:: Records supplied ::

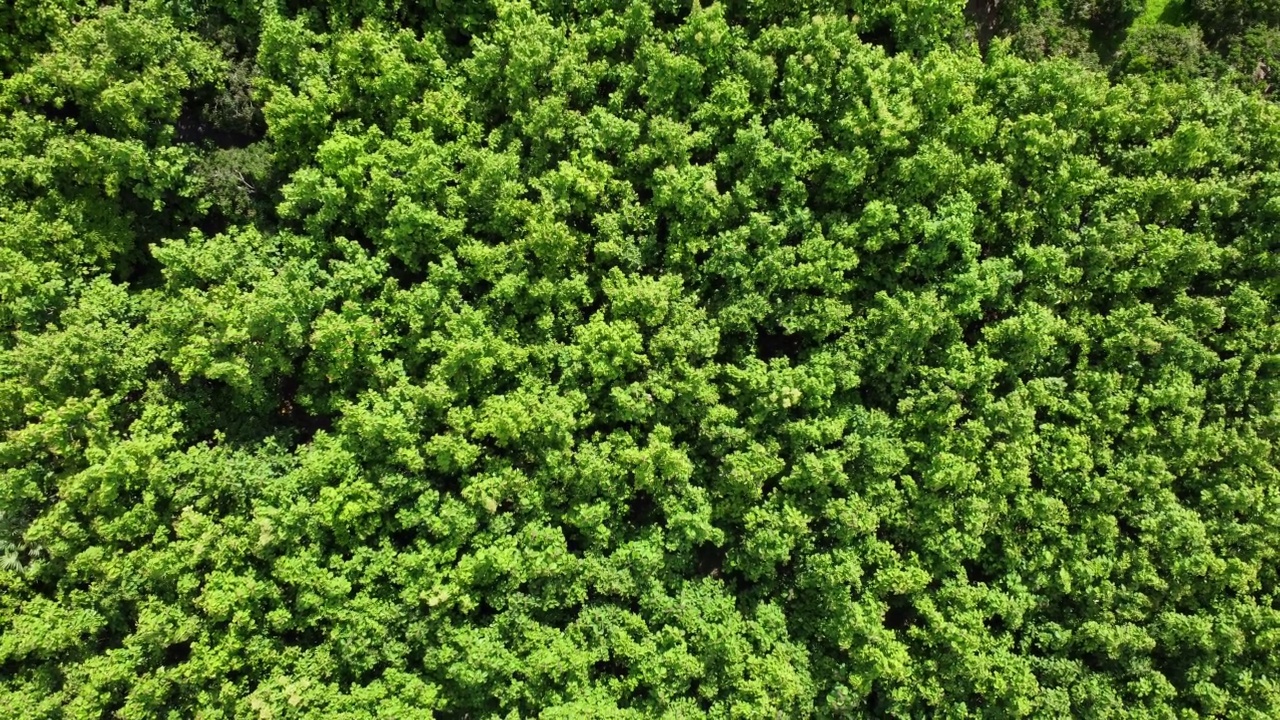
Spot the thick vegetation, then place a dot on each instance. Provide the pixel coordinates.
(629, 359)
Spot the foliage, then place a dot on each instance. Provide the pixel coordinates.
(630, 359)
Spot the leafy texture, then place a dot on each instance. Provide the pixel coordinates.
(629, 359)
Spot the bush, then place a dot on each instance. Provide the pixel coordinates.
(681, 360)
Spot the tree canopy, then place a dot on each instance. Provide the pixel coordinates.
(631, 359)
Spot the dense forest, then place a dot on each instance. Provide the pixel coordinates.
(639, 359)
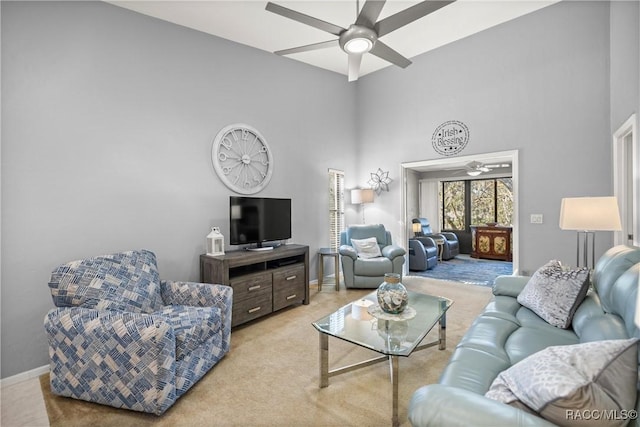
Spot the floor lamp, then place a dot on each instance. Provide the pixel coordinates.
(360, 196)
(586, 215)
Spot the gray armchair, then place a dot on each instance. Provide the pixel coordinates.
(423, 254)
(362, 272)
(451, 246)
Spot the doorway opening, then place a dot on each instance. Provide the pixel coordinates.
(450, 169)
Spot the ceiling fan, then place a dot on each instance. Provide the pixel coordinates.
(363, 36)
(476, 168)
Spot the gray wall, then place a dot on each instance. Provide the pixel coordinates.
(538, 84)
(108, 118)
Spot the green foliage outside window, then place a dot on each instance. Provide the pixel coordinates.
(489, 200)
(453, 206)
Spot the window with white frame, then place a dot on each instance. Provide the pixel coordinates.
(336, 207)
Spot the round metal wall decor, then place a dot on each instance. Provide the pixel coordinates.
(450, 138)
(242, 159)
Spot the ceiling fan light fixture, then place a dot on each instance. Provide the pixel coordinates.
(358, 45)
(357, 40)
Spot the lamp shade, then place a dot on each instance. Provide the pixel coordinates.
(590, 214)
(361, 195)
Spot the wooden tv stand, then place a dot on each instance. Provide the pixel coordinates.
(262, 281)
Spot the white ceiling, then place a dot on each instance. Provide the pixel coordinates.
(247, 22)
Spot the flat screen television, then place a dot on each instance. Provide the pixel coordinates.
(255, 220)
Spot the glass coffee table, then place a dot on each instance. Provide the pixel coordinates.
(362, 323)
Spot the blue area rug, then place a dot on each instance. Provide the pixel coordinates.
(468, 270)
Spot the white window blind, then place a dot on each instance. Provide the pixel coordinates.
(336, 207)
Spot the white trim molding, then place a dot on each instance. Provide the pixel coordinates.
(24, 376)
(626, 164)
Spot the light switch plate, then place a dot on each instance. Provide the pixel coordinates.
(536, 218)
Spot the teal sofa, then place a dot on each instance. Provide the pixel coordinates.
(507, 332)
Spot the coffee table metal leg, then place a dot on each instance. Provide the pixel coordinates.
(320, 272)
(442, 332)
(324, 360)
(393, 365)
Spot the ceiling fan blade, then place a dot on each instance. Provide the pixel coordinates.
(354, 66)
(408, 15)
(309, 47)
(383, 51)
(370, 12)
(305, 19)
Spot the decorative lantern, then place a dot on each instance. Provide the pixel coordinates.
(215, 242)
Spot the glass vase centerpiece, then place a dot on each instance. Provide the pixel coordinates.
(392, 295)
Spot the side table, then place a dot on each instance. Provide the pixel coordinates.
(440, 242)
(327, 252)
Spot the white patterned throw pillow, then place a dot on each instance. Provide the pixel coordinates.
(554, 293)
(366, 248)
(563, 383)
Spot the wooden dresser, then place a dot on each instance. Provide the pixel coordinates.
(491, 242)
(262, 282)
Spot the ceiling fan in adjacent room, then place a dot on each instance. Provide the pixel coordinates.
(476, 168)
(363, 36)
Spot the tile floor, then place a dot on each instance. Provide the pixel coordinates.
(23, 405)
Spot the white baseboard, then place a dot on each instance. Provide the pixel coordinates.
(24, 376)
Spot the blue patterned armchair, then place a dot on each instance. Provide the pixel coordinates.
(122, 337)
(362, 271)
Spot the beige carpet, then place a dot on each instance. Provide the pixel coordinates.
(270, 376)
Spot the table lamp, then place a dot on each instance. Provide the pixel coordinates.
(586, 215)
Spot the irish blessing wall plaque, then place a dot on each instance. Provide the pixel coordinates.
(450, 138)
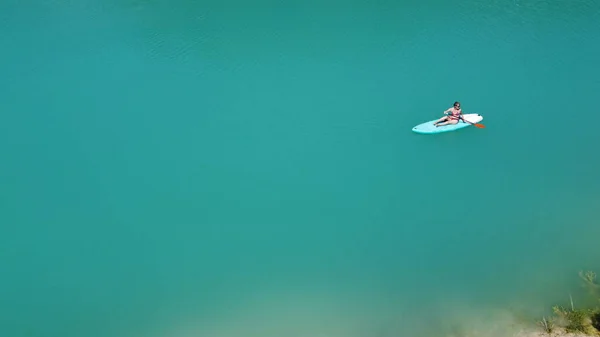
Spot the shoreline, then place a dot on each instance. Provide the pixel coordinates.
(566, 321)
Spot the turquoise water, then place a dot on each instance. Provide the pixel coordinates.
(226, 169)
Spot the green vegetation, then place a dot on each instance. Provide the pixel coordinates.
(577, 320)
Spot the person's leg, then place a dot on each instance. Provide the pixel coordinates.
(449, 121)
(445, 118)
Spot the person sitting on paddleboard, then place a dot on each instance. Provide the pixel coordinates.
(453, 115)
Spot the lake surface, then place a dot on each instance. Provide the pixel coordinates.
(221, 168)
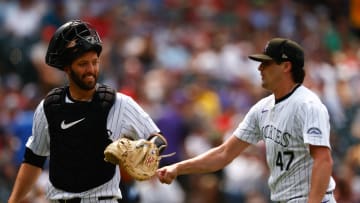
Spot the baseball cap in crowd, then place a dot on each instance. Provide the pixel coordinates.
(280, 50)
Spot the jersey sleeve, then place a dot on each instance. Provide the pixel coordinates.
(316, 128)
(39, 141)
(128, 118)
(248, 129)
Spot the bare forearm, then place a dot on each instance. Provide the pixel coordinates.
(26, 178)
(210, 161)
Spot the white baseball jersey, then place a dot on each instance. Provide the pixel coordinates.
(288, 127)
(126, 117)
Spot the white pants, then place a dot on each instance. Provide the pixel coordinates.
(328, 198)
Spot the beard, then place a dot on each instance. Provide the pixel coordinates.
(80, 82)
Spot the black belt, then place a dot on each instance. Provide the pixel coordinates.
(78, 199)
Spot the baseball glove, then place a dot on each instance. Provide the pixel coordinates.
(140, 158)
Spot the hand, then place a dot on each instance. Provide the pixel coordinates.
(167, 174)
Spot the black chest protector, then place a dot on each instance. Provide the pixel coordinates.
(78, 138)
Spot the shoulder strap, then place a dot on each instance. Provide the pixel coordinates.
(53, 99)
(106, 96)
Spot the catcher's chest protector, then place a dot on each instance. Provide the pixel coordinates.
(78, 137)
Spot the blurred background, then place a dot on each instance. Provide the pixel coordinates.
(185, 62)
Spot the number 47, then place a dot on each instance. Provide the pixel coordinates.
(281, 159)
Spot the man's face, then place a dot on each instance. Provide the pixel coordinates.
(271, 74)
(84, 71)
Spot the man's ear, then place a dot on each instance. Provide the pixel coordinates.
(287, 66)
(66, 69)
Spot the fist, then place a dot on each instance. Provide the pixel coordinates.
(167, 174)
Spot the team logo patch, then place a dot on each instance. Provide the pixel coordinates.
(314, 131)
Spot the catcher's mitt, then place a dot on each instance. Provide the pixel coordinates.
(140, 158)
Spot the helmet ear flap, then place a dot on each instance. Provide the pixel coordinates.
(70, 41)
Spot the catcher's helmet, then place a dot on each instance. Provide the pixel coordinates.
(70, 41)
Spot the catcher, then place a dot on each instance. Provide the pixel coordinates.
(140, 158)
(74, 124)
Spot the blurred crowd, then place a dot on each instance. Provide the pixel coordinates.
(185, 62)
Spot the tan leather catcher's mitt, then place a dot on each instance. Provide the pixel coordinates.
(140, 158)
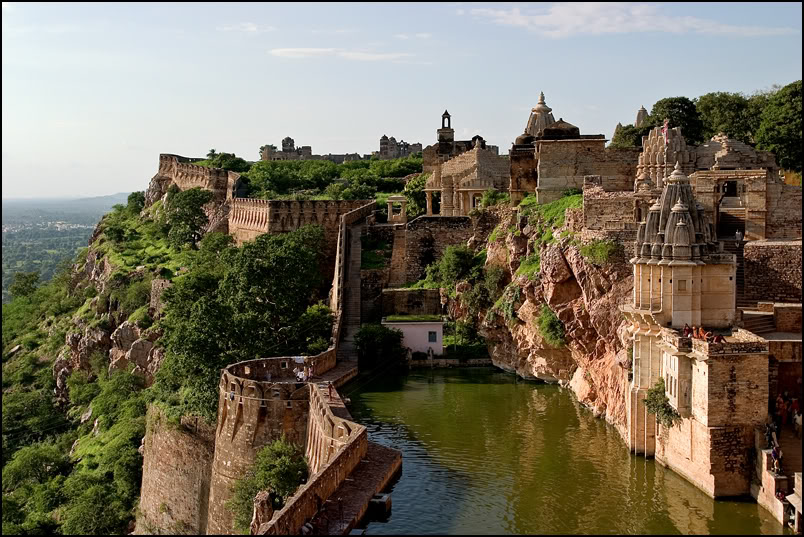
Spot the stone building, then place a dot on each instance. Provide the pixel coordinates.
(550, 157)
(459, 183)
(720, 390)
(447, 147)
(291, 152)
(390, 148)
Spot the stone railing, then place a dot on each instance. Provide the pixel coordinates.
(672, 337)
(335, 447)
(744, 345)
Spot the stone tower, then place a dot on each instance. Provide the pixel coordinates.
(642, 115)
(680, 278)
(540, 117)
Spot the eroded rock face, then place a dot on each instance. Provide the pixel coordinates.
(586, 298)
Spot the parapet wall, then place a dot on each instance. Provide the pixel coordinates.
(183, 173)
(428, 236)
(334, 449)
(250, 218)
(773, 270)
(251, 414)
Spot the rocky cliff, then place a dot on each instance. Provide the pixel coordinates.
(583, 294)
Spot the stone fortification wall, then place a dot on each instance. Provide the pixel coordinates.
(783, 220)
(773, 270)
(251, 414)
(175, 476)
(411, 302)
(335, 447)
(249, 218)
(178, 170)
(428, 236)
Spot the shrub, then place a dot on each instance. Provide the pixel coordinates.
(657, 403)
(280, 468)
(599, 252)
(550, 327)
(375, 341)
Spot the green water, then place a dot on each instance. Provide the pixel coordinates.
(486, 453)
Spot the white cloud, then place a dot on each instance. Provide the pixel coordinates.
(338, 53)
(568, 19)
(246, 27)
(302, 52)
(421, 35)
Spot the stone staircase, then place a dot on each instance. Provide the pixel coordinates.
(736, 248)
(791, 454)
(351, 299)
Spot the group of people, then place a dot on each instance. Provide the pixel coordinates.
(698, 332)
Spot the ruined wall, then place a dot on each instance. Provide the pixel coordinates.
(411, 302)
(249, 218)
(335, 447)
(177, 465)
(773, 270)
(783, 211)
(428, 236)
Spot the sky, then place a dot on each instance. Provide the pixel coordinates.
(92, 93)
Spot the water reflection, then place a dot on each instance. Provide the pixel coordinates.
(484, 452)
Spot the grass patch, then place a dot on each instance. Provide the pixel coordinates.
(599, 251)
(550, 327)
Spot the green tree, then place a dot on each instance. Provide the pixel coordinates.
(25, 284)
(136, 202)
(724, 112)
(186, 216)
(416, 196)
(280, 468)
(780, 127)
(680, 112)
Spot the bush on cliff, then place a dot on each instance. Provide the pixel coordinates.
(250, 303)
(657, 403)
(377, 343)
(280, 468)
(550, 327)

:: Work to do ::
Locate the line that contains "Spot the stone staircase, then". Repeat it and every line after it, up to and including the final line, exactly.

:: Completed exercise ::
Spot the stone staircase, then place a dot on each instance. Provide the pixel coordinates.
(736, 248)
(791, 454)
(351, 299)
Spot the group of people, then place a dot on each instance. Provide the pixel coordinates.
(698, 332)
Spot the ruined wall, then place a dot on each instance. Provide the pixel coordinates.
(411, 302)
(249, 218)
(335, 447)
(177, 465)
(773, 270)
(783, 211)
(428, 236)
Spot the sky, then place a dot on each instance. Provide the pixel coordinates.
(92, 93)
Spot the water reflection, then place a dot on each instance. Provide the pixel coordinates.
(484, 452)
Spot the grass patch, then place a dot on each instance. Provide the pixel coordinates.
(599, 251)
(550, 327)
Spot the green tree, then place a dot on each instance. Provide the pixel coordinates.
(25, 284)
(136, 202)
(724, 112)
(186, 216)
(416, 196)
(280, 468)
(780, 127)
(680, 112)
Spot the bush on cliff, then place a dot on each instance. Provide the pixel coordinates.
(250, 303)
(657, 403)
(377, 343)
(280, 468)
(550, 327)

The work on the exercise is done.